> _What the exercise asks_:
The records below need to be set down again exactly; their images stay out.

> _Material shown_:
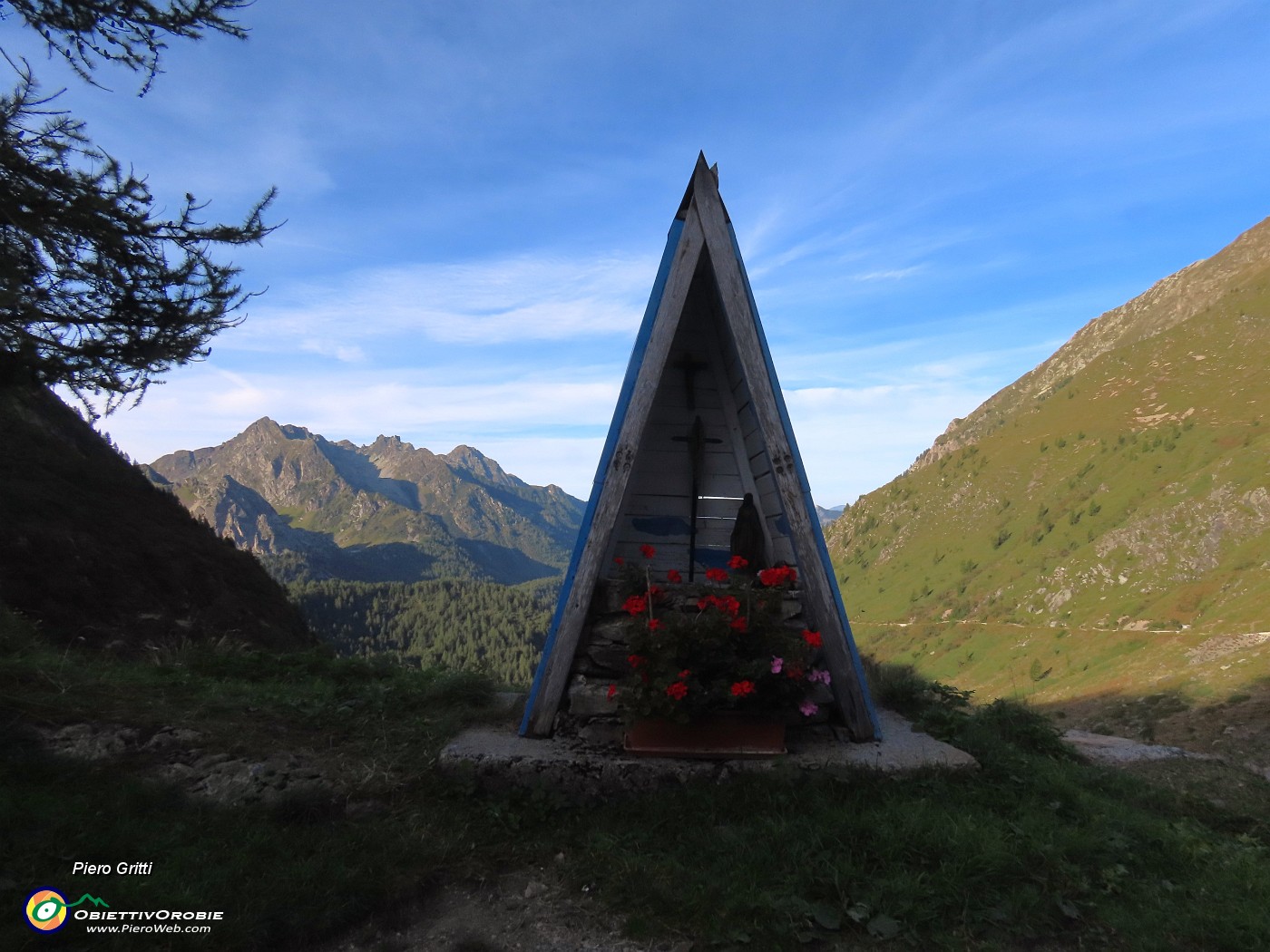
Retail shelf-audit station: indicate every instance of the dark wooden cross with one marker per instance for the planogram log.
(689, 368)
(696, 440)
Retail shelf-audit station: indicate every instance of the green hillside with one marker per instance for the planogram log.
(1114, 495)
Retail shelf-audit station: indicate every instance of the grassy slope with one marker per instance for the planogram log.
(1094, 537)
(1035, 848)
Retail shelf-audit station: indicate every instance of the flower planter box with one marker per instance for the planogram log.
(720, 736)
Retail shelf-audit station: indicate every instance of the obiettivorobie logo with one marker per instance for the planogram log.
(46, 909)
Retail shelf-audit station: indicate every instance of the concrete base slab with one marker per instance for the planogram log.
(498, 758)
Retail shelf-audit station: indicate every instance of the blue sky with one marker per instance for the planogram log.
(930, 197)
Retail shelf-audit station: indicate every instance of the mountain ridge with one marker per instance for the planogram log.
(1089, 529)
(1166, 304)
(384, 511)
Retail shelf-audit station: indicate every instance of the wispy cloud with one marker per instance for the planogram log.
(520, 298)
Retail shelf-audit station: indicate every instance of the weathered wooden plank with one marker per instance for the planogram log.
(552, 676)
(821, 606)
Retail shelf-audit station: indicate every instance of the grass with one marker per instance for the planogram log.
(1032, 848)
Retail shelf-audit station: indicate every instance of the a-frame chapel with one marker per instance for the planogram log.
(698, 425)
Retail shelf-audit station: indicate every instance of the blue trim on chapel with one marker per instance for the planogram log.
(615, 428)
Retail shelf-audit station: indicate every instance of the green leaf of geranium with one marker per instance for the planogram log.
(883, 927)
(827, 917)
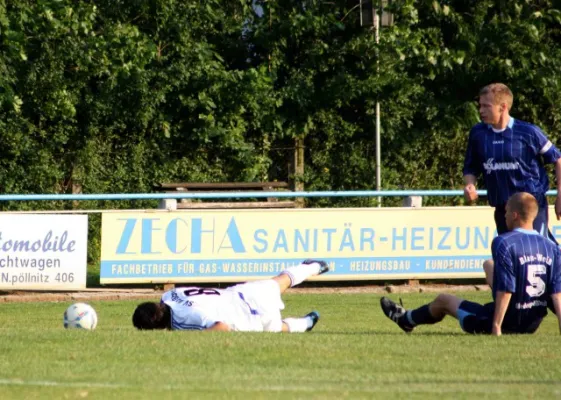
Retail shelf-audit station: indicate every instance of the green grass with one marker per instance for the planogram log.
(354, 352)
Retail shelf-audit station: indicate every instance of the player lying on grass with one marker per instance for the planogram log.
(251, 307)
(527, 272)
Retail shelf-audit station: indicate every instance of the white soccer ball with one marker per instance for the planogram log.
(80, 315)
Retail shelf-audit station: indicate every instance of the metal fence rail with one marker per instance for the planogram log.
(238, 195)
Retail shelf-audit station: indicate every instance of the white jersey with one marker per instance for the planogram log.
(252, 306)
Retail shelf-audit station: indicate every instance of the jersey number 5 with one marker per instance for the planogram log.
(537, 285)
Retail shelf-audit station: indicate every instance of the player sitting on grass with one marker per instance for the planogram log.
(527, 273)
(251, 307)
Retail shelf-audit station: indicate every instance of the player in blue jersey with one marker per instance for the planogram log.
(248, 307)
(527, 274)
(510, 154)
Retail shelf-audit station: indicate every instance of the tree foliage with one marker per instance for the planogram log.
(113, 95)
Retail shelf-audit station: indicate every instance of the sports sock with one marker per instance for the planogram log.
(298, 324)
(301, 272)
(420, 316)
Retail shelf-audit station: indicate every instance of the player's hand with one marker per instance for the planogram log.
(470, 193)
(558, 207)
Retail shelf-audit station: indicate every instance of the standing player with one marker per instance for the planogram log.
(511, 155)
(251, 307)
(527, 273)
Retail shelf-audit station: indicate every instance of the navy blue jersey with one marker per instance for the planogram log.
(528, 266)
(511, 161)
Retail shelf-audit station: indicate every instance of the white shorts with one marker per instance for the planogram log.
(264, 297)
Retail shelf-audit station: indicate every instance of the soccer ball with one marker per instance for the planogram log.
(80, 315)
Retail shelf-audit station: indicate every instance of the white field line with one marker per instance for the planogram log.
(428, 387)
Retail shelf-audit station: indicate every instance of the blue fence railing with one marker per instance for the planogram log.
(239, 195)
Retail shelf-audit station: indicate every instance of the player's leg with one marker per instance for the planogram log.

> _Problem solution_:
Retail shelf-audit station: indicate every instance of the dark wooden cross with one marker per instance for the planogram log.
(689, 368)
(696, 440)
Retail shelf-audit station: indicate every instance of the green hillside with one marker per instance for the planogram log.
(1114, 495)
Retail shelf-audit station: indicate every instance of the grassy slope with one marker per instance for the planogram log.
(1094, 537)
(1035, 848)
Retail shelf-audit station: indicate every instance of the flower planter box with one marker per instance for the planogram log.
(720, 736)
Retail shelf-audit station: indicate every instance of the obiettivorobie logo with one marker per instance for the planogram log.
(46, 909)
Retail shelf-audit station: indicate every instance of the concrete base slab with one marker per instance for the planogram log.
(498, 758)
Retail shelf-audit station: indicate every instance of the blue sky with one marker per instance for the planogram log.
(930, 197)
Retail shelf-audit station: indicate every instance of the mountain ridge with one marker per instance for the planogram log.
(1089, 529)
(1166, 304)
(384, 511)
Retail shelf-audit station: indicate every instance of the wispy cloud with one marker per instance for the planogram log.
(520, 298)
Retail shelf-audit station: indicate every instance of the weathered wooden plank with one marker per instance for the planogram log.
(552, 676)
(821, 606)
Retail shelf-audit station: indicate every instance of the grass with one marker per instance for the planogram log.
(1032, 848)
Retail shelf-audit station: indicate every instance of the a-frame chapel with one marker per instance for the planogram log.
(698, 425)
Retail shelf-audit station: indicate every instance of the blue trim on chapel with one marker per instance for the planogram log.
(615, 428)
Retail shelf-audit station: indicate every instance of the green leaf of geranium with one marker per instance for the planogram log.
(883, 927)
(827, 917)
Retail shelf-audit station: indicate every instance of the green grass with one marker per instance for the planogram log.
(354, 352)
Retail shelf-audit station: indicate every instance of the player lying on grass with one marker per instance for the planogram log.
(251, 307)
(527, 272)
Retail shelf-audit station: indicate every instance of the white soccer ball with one marker per instance for the planogram log.
(80, 315)
Retail shelf-audit station: indicate every instance of the metal fence rail with one marker per instance for the planogram log.
(238, 195)
Retail shelf-audit station: indicate every instance of the white jersey with one marker per instance for the planogram log.
(252, 306)
Retail shelf-audit station: indicate every instance of the jersey number 5 with one marker per instance for the planogram log.
(537, 285)
Retail shelf-audit station: indicate every instance of the player sitting on grass with one marker per instance for the planogram log.
(527, 273)
(251, 307)
Retail shelf-audit station: indicate every instance of the player in blue jersey with one marker per instance for the planogram log.
(248, 307)
(527, 274)
(510, 154)
Retail shelf-audit station: indicate every instance of the tree foliage with one marker per instance for the planogram log.
(113, 95)
Retail shelf-audit station: indicate every instance of the sports sock with one marker per instance for the planogram log.
(298, 324)
(301, 272)
(420, 316)
Retail shelf-audit station: indicate every instance of the player's hand with one marker per instance for the planogram log.
(470, 193)
(558, 207)
Retail shelf-audit station: indicate every instance of the standing player with one marker per instance for the planogram log.
(511, 155)
(251, 307)
(527, 273)
Retail shelf-audit station: indicate every instance of the navy blue jersey with one marker per instance for the planogram log.
(528, 266)
(511, 161)
Retail shelf-audit station: indicate every instance of the white shorts with one marker per instance for the planogram log.
(264, 297)
Retail shelf-audit station: indicate every instance of the soccer ball with one marker per instance for the planogram log.
(80, 315)
Retail shelf-audit station: indicate every instance of the white field line with one marker per instance for the planogram log.
(428, 387)
Retail shelf-audit station: indicate every instance of the blue fence railing with one marker per instance for the planogram log.
(239, 195)
Retail shelf-audit station: indicate every instance of the player's leg with one marker per instance for the planogram log.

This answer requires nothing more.